§ Action item
Copy the entries below verbatim, beginning with their first line and continuing up to and including the line that contains "positive clicks: (836, 715)".

***

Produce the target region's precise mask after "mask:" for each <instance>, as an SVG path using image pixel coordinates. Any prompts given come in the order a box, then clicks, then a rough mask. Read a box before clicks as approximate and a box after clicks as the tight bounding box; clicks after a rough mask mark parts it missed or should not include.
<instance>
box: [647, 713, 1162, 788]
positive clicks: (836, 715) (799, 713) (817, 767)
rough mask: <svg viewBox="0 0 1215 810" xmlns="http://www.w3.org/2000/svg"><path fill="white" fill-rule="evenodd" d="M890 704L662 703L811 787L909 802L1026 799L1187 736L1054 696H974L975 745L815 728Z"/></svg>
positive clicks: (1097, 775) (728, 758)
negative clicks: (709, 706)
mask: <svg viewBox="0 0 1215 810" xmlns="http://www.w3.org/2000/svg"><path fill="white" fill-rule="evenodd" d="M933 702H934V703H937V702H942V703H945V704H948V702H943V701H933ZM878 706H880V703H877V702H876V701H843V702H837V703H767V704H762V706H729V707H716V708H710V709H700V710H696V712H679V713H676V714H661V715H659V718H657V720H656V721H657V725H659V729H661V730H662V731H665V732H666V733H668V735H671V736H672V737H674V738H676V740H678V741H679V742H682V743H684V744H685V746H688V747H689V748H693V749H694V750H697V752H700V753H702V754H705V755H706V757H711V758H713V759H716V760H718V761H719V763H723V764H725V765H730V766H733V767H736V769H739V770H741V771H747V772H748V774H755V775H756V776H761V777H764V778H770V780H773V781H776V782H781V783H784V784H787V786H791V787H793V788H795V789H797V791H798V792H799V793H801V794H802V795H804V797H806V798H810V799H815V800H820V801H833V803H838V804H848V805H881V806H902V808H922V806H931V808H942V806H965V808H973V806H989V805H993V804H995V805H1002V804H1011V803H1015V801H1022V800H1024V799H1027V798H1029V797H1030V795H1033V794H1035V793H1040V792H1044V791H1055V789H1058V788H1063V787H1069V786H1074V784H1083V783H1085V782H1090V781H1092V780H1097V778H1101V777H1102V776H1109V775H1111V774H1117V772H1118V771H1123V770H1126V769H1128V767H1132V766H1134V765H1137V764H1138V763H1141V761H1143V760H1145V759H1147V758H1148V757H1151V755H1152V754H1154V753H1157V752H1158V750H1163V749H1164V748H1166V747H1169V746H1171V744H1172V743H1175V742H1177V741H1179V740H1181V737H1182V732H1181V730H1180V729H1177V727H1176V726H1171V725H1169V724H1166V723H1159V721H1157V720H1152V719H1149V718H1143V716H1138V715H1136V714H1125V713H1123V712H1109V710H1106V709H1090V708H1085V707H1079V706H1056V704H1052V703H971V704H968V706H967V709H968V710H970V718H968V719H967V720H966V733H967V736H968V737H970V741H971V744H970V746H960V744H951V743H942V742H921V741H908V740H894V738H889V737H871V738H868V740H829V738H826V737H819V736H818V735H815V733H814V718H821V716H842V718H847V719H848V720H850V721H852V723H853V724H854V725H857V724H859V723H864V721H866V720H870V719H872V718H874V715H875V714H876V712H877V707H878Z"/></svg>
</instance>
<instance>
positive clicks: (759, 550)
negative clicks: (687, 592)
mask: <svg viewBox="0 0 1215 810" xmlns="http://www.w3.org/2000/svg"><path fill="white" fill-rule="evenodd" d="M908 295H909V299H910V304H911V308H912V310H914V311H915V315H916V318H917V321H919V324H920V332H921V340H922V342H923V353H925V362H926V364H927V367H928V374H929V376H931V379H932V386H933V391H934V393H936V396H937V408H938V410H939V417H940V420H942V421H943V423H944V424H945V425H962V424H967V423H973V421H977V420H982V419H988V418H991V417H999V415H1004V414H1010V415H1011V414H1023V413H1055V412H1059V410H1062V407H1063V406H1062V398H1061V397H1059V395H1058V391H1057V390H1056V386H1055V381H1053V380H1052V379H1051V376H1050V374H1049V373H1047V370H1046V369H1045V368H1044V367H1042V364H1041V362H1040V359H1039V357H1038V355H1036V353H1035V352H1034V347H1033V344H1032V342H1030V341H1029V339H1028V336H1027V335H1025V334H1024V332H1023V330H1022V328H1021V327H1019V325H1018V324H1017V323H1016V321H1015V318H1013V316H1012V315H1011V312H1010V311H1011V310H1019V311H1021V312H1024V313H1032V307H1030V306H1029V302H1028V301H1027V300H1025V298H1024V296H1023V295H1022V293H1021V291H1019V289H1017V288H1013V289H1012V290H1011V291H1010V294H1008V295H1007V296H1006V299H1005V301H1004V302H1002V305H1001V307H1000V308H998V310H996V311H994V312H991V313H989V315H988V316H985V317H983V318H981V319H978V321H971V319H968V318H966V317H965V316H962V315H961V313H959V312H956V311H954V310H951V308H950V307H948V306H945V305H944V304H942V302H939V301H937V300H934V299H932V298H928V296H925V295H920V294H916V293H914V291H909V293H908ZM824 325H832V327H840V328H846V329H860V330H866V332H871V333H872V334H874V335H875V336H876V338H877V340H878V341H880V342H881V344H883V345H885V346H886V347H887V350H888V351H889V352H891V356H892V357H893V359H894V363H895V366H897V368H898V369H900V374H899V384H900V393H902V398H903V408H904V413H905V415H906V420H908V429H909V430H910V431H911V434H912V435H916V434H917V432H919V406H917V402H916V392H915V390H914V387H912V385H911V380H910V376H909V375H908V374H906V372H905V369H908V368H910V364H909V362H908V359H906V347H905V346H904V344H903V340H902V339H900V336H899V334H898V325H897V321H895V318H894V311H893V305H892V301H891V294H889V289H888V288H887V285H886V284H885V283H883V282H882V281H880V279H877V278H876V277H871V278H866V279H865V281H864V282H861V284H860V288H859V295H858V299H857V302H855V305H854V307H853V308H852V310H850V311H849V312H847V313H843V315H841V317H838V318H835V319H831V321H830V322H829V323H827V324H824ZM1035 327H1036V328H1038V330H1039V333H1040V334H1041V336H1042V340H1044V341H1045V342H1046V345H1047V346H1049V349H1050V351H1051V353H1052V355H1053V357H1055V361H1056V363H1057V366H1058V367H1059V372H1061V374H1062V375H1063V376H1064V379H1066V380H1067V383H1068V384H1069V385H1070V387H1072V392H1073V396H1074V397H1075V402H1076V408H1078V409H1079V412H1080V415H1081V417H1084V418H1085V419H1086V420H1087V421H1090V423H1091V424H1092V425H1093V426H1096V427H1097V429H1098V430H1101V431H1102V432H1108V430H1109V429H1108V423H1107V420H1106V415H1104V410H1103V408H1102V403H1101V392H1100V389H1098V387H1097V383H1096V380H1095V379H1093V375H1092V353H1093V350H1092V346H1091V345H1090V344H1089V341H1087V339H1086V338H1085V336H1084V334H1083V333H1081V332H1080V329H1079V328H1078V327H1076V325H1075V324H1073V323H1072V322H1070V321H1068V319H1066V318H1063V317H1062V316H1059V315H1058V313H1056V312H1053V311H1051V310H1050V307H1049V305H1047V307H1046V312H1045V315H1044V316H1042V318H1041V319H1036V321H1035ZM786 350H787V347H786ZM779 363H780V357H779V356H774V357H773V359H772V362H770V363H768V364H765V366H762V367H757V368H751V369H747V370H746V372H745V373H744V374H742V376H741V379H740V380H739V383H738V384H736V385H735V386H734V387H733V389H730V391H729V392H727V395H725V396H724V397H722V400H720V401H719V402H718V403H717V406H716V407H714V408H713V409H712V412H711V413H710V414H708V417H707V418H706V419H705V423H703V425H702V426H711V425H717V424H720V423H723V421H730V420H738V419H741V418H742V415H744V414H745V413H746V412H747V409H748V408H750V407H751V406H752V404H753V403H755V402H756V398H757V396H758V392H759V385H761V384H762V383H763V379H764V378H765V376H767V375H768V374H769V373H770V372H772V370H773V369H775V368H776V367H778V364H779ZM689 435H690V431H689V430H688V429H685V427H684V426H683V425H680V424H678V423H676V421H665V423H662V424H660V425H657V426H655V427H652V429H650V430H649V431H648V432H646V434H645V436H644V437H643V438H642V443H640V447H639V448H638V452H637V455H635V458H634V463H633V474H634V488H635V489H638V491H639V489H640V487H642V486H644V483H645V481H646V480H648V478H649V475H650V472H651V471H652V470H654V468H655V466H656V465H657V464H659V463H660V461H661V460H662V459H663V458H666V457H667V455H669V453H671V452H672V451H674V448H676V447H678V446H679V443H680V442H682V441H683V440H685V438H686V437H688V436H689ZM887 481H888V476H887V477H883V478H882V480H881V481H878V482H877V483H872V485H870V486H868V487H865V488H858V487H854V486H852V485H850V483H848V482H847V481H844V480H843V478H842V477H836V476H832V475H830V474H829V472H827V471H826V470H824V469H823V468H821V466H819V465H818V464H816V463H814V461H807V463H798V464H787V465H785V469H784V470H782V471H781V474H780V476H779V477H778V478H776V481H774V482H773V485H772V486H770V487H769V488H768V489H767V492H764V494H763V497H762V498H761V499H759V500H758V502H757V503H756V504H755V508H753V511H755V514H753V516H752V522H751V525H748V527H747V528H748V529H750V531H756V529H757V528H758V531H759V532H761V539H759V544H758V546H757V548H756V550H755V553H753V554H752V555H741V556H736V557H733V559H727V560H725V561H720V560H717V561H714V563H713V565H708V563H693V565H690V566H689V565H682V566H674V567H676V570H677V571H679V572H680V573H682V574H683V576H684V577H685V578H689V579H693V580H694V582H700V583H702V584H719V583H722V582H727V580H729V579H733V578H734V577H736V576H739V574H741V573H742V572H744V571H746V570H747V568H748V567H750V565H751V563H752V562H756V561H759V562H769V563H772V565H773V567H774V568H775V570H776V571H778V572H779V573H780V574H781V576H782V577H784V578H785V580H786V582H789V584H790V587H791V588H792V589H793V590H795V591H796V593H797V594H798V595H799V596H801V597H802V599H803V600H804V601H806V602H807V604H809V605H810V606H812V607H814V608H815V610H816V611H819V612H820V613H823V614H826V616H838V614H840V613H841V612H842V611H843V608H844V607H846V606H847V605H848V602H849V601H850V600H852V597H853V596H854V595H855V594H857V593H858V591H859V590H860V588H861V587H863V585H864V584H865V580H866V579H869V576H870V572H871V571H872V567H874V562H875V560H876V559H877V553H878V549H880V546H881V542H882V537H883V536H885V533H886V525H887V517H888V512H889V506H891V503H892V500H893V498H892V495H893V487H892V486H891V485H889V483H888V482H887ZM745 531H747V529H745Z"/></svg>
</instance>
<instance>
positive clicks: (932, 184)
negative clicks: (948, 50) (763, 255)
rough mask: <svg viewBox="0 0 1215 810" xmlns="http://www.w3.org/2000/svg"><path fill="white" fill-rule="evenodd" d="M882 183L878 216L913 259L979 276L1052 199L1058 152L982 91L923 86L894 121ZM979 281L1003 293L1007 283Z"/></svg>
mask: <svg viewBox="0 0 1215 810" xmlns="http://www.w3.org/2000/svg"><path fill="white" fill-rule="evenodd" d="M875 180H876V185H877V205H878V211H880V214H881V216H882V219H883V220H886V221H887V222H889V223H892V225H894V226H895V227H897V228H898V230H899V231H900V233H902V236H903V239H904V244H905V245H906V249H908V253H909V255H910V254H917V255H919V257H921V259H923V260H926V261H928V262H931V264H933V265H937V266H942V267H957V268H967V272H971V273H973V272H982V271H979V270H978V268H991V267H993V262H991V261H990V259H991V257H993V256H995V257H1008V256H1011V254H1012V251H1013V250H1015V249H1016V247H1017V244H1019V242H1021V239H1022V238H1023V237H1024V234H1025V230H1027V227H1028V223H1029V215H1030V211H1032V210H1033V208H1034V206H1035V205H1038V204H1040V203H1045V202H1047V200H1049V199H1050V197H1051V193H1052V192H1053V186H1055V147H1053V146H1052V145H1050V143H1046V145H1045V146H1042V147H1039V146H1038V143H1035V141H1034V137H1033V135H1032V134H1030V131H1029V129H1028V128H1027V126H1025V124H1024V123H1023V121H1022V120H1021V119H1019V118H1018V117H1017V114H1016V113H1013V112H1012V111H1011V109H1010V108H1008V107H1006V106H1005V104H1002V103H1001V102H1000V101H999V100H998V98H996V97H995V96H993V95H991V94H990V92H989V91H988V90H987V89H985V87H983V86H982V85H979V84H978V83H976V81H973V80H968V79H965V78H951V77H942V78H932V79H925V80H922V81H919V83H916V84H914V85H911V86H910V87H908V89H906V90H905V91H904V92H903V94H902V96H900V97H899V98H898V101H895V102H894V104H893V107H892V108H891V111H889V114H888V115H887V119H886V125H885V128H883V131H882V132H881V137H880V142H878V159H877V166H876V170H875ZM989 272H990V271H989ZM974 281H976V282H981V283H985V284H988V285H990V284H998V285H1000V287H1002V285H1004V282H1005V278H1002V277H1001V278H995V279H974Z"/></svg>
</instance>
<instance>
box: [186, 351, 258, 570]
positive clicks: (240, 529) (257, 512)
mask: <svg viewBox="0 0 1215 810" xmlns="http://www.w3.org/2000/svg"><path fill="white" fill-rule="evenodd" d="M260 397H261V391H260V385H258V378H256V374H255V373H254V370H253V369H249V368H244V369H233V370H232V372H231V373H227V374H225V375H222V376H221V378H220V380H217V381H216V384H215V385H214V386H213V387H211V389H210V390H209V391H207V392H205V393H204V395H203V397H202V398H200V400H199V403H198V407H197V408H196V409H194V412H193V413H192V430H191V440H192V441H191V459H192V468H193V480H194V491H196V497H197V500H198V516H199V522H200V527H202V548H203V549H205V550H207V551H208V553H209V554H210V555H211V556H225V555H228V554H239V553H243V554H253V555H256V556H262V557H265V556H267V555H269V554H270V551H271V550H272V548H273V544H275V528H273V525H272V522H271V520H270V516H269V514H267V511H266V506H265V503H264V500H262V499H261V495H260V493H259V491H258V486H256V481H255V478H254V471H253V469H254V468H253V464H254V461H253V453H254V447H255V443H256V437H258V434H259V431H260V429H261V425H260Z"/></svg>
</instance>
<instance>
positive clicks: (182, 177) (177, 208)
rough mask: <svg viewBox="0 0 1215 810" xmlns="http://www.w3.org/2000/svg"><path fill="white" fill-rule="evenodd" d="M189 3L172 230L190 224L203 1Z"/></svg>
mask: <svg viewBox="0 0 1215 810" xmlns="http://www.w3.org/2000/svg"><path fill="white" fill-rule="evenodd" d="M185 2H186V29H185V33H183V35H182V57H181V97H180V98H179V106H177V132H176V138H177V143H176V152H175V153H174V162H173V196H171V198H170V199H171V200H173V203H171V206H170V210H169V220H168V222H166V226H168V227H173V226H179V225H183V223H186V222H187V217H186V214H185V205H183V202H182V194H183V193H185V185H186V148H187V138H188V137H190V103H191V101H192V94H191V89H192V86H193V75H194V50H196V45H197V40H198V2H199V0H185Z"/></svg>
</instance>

***

§ Answer to the exercise
Produce the target region's precise mask after "mask:" for each <instance>, as an SVG path using image pixel coordinates. Any prompts given come in the order a box, then clicks, then a rough mask. Read a box before clicks as approximate and a box after clicks as the tight bounding box; clicks after a rough mask mark parts it missed or should not include.
<instance>
box: [647, 713, 1162, 788]
positive clicks: (836, 715) (799, 713) (817, 767)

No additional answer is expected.